What is expected:
Among the records below, find each line bearing the word "then" and copy it.

Listed records:
------------------------------
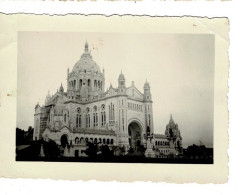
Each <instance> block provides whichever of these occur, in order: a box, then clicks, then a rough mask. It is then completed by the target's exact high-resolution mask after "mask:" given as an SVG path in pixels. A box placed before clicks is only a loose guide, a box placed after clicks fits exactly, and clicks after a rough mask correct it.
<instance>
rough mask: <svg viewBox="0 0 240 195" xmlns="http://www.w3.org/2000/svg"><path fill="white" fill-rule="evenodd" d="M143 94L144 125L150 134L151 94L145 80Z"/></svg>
------------------------------
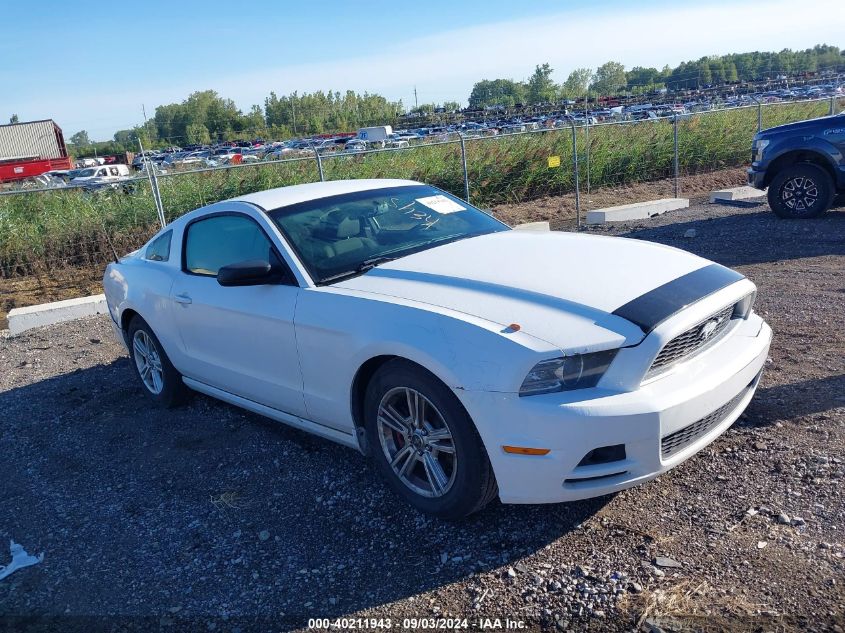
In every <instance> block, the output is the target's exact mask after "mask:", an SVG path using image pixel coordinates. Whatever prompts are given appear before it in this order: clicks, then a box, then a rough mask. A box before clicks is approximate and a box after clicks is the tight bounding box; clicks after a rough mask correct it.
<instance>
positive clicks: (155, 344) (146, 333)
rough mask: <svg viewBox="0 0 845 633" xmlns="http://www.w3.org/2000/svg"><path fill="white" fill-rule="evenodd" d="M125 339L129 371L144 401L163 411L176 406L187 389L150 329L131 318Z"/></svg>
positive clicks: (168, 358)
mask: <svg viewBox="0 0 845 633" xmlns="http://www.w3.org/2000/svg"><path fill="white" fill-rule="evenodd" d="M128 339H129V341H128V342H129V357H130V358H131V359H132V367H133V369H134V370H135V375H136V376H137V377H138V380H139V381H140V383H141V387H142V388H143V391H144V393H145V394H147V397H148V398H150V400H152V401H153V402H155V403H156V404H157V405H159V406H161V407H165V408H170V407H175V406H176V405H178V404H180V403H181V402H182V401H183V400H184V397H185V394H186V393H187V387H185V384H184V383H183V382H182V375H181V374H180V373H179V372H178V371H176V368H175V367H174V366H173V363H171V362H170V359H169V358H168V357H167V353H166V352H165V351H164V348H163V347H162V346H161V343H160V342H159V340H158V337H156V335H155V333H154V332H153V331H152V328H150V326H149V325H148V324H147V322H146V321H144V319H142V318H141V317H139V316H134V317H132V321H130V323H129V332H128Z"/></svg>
------------------------------
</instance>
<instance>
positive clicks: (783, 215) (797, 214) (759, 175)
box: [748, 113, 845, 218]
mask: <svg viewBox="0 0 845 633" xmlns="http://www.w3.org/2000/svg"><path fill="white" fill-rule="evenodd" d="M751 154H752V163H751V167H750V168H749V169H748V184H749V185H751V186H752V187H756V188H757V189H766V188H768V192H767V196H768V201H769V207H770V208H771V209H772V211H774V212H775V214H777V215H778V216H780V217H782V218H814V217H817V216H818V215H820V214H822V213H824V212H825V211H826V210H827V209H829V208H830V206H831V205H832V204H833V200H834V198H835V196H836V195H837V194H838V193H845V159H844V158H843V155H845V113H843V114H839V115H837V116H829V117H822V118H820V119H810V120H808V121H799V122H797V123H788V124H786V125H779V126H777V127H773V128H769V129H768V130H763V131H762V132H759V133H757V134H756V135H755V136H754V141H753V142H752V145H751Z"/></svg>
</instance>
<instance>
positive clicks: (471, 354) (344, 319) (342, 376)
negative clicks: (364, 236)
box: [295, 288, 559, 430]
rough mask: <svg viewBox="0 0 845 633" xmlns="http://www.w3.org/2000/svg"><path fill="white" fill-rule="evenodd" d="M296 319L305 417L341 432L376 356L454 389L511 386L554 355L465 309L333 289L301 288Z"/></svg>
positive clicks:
------------------------------
Answer for the task:
Each <instance> block provides whichever of these occur, in order: a box, then clicks, then a rough mask. It is then completed by the target's exact high-resolution mask after "mask:" given as an SVG path in pixels. A box placed before clicks is only a loose guide, a box placed after clicks fits exactly, and clicks after a rough mask correct it.
In every <instance> block, the output is the target's exact mask after "mask:", an SVG path using image pixel coordinates. Whatever prompts are given appear before it in this order: clicks, then a box, then a rough mask. A box before clicks is approximate and a box after clicks is the tight bounding box; clicks after a rough mask correct it.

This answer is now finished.